### WHAT YOU SHOULD DO
Each line below should be repeated exactly, but no picture should be carried over.

Dataset entries
--

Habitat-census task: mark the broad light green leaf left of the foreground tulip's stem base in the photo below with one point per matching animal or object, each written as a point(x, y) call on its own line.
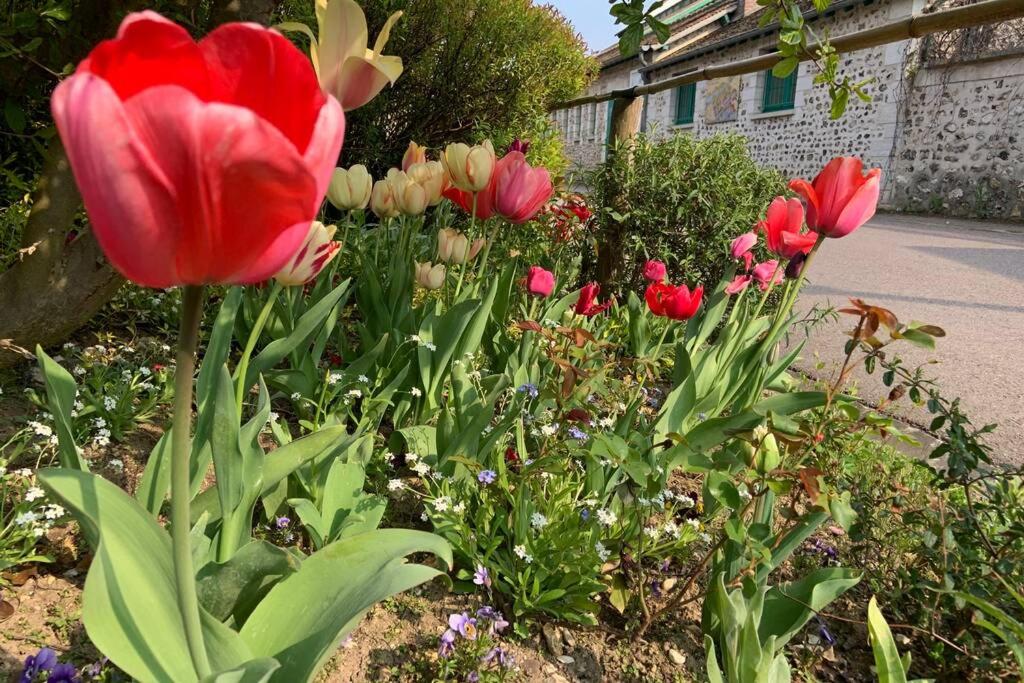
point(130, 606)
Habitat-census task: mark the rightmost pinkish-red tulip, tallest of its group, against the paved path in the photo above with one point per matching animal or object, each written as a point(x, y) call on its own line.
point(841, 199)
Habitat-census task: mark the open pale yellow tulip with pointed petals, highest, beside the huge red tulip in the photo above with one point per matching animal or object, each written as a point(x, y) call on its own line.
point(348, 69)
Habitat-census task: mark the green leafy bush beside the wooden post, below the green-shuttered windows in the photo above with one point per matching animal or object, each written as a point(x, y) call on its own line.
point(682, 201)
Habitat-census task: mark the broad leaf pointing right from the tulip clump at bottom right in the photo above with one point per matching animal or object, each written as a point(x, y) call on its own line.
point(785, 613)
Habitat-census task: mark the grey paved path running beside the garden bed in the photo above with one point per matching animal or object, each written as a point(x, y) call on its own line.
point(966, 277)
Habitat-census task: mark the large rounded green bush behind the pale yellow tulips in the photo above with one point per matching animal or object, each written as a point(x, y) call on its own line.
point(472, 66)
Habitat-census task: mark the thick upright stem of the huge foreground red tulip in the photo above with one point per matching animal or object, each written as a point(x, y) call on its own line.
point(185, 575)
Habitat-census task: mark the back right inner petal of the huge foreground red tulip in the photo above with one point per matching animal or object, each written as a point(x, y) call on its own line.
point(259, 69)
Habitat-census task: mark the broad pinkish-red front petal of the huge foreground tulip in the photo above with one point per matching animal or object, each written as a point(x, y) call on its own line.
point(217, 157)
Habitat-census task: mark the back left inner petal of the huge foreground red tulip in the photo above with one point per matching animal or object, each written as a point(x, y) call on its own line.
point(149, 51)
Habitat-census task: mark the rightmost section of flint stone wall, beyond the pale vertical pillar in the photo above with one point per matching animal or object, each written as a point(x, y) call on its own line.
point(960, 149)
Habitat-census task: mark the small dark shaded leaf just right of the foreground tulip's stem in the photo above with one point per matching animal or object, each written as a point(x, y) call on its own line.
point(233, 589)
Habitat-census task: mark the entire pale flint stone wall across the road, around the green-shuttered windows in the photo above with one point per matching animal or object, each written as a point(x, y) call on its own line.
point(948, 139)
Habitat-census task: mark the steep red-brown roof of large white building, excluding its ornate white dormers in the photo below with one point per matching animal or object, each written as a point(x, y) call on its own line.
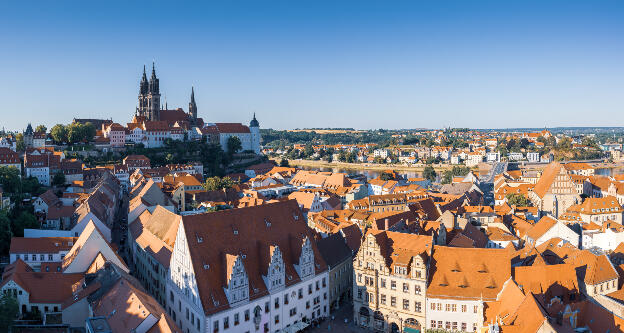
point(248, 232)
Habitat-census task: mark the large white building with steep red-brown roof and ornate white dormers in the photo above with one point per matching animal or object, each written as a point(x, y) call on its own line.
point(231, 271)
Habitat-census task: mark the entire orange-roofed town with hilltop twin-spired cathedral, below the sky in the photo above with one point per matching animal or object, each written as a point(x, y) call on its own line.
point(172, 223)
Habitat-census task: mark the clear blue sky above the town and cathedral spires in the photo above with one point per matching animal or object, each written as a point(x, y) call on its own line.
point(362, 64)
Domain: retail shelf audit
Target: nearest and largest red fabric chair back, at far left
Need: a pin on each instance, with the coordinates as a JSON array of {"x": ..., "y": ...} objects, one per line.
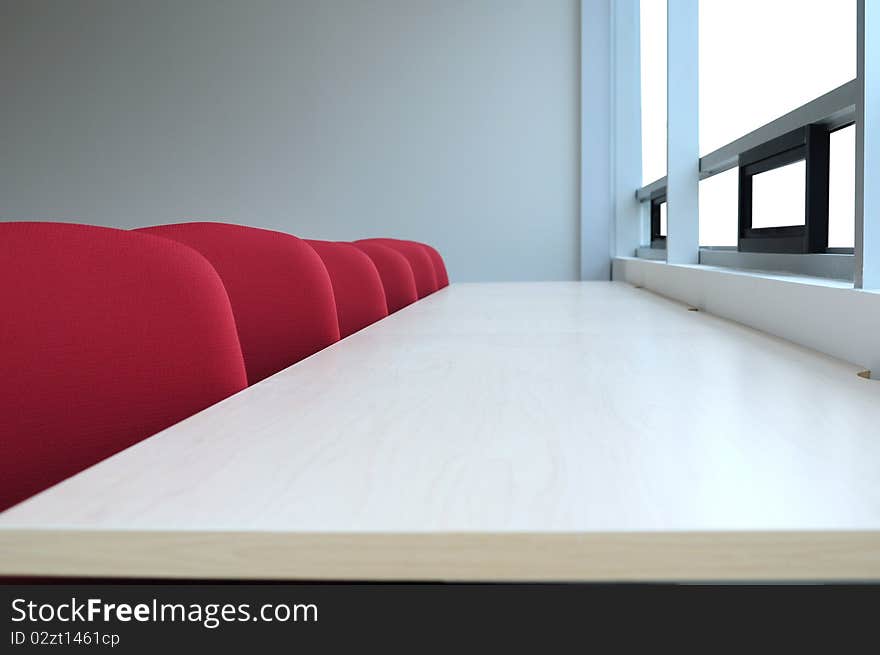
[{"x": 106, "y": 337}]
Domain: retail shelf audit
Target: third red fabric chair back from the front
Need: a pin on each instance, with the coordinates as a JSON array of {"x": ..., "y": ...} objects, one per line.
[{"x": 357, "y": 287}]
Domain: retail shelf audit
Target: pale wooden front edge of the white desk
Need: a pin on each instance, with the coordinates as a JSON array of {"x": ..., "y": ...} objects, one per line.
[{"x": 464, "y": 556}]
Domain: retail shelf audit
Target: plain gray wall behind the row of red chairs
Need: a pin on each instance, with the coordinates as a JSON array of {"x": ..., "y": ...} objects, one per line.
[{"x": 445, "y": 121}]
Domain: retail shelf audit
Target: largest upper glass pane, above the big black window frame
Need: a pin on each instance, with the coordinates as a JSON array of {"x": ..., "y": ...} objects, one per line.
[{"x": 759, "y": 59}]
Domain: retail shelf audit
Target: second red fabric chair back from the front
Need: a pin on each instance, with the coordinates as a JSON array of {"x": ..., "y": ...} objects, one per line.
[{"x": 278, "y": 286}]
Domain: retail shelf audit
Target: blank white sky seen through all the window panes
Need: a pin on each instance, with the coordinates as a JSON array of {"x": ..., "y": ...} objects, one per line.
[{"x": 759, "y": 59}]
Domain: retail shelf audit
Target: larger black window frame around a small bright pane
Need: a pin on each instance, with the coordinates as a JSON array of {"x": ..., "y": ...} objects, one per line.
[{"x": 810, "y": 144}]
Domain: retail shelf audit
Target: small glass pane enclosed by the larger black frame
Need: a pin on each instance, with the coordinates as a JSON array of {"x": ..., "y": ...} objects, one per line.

--

### WRITTEN RESPONSE
Habitat-census task: mark the broad light green leaf left of the foreground tulip's stem base in the photo below with one point per matching animal or object, each written as a point(x, y) call on its own line.
point(130, 606)
Habitat-census task: mark the rightmost pinkish-red tulip, tallest of its group, against the paved path in the photo above with one point per matching animal or object, each written as a point(x, y) call on its own line.
point(841, 199)
Habitat-census task: mark the open pale yellow tulip with pointed petals, highest, beside the huge red tulip in the photo above with one point per matching animal or object, each written as a point(x, y) call on its own line.
point(348, 69)
Habitat-census task: mark the green leafy bush beside the wooden post, below the green-shuttered windows in the photo above with one point per matching animal or object, each written as a point(x, y) call on its own line.
point(682, 201)
Habitat-census task: mark the broad leaf pointing right from the tulip clump at bottom right in the photo above with one point per matching animal or object, each written as a point(x, y) call on its own line.
point(785, 613)
Habitat-census task: mark the grey paved path running beside the garden bed in the photo above with one point per matching animal or object, each written as a point(x, y) call on its own line.
point(966, 277)
Habitat-census task: mark the large rounded green bush behind the pale yellow tulips in the photo above with one point per matching animal or object, each written as a point(x, y) call on its own line.
point(472, 66)
Habitat-census task: mark the thick upright stem of the huge foreground red tulip in the photo above with one point per matching animal or object, each written as a point(x, y) call on its own line.
point(185, 575)
Habitat-census task: mark the back right inner petal of the huge foreground red tulip in the photo above with one point per matching animal or object, each written as a point(x, y) call on its own line.
point(259, 69)
Habitat-census task: mark the broad pinkish-red front petal of the huge foreground tulip in the photo above with one point per matching animal or object, each written as a point(x, y) call on its own line.
point(217, 157)
Habitat-census task: mark the back left inner petal of the huge foreground red tulip in the photo above with one point per matching animal or object, each written as a point(x, y) call on its own line.
point(149, 51)
Habitat-census task: mark the rightmost section of flint stone wall, beyond the pale vertical pillar in the photo above with one point per matching animal or object, each written as a point(x, y) call on its own line.
point(960, 149)
Habitat-census task: mark the small dark shaded leaf just right of the foreground tulip's stem in the photo above with one point per matching animal or object, each written as a point(x, y) call on its own line.
point(233, 589)
Habitat-census task: mark the entire pale flint stone wall across the road, around the green-shuttered windows in the photo above with one point per matching animal or object, each written as a point(x, y) call on its own line.
point(948, 139)
Habitat-census task: mark the steep red-brown roof of large white building, excluding its ornate white dormers in the photo below with one point per matching animal or object, each written as a point(x, y) call on its own line.
point(248, 232)
Habitat-census task: mark the large white building with steep red-brown roof and ornate white dormers in the photo above with one point per matching animal or object, each written as a point(x, y) call on its own line.
point(231, 271)
Habitat-census task: mark the entire orange-roofed town with hilltop twin-spired cathedral, below the sky in the photo above with one point per matching animal or object, each written as a point(x, y) call on its own line.
point(172, 223)
Habitat-census task: mark the clear blue sky above the town and cathedral spires in the photo above with one point per matching animal or object, each written as a point(x, y) call on its own line.
point(362, 64)
Domain: retail shelf audit
Target: nearest and largest red fabric chair back, at far left
Need: a pin on each instance, with the coordinates as a JSON array of {"x": ..., "y": ...} objects, one per line.
[{"x": 106, "y": 337}]
Domain: retail shelf audit
Target: third red fabric chair back from the front
Need: a pin on each instance, with the coordinates as a JSON array of {"x": ..., "y": ...} objects, one per line.
[{"x": 357, "y": 287}]
Domain: retail shelf audit
Target: pale wooden front edge of the white desk
Need: a pin on each instance, with the coordinates as a JSON array of {"x": ..., "y": ...} objects, one per line.
[{"x": 464, "y": 556}]
Domain: retail shelf audit
Target: plain gray wall behind the row of red chairs
Need: a pin on each instance, with the coordinates as a JSON array of {"x": ..., "y": ...} objects, one per line.
[{"x": 445, "y": 121}]
Domain: retail shelf audit
Target: largest upper glass pane, above the big black window frame
Need: a pin on each instance, with the coordinates as a JSON array of {"x": ..., "y": ...} objects, one per line.
[{"x": 759, "y": 59}]
Domain: retail shelf audit
Target: second red fabric chair back from the front
Need: a pin on each instance, with the coordinates as a JSON array of {"x": ..., "y": ...} objects, one per line.
[{"x": 278, "y": 286}]
Domain: retail shelf audit
Target: blank white sky seen through all the window panes
Need: a pin on each instance, with the coordinates as a JSON array of {"x": ..., "y": ...} objects, one per line.
[{"x": 759, "y": 59}]
Domain: retail shelf audit
Target: larger black window frame around a small bright pane
Need: a pin on each instance, with the coordinates as a JSON array of {"x": ..., "y": ...} objects, one per line.
[{"x": 810, "y": 144}]
Domain: retail shelf audit
Target: small glass pane enclosed by the larger black frame
Need: a pin on each instance, with the coordinates as a JSON array of {"x": ..., "y": ...} objects, one per line.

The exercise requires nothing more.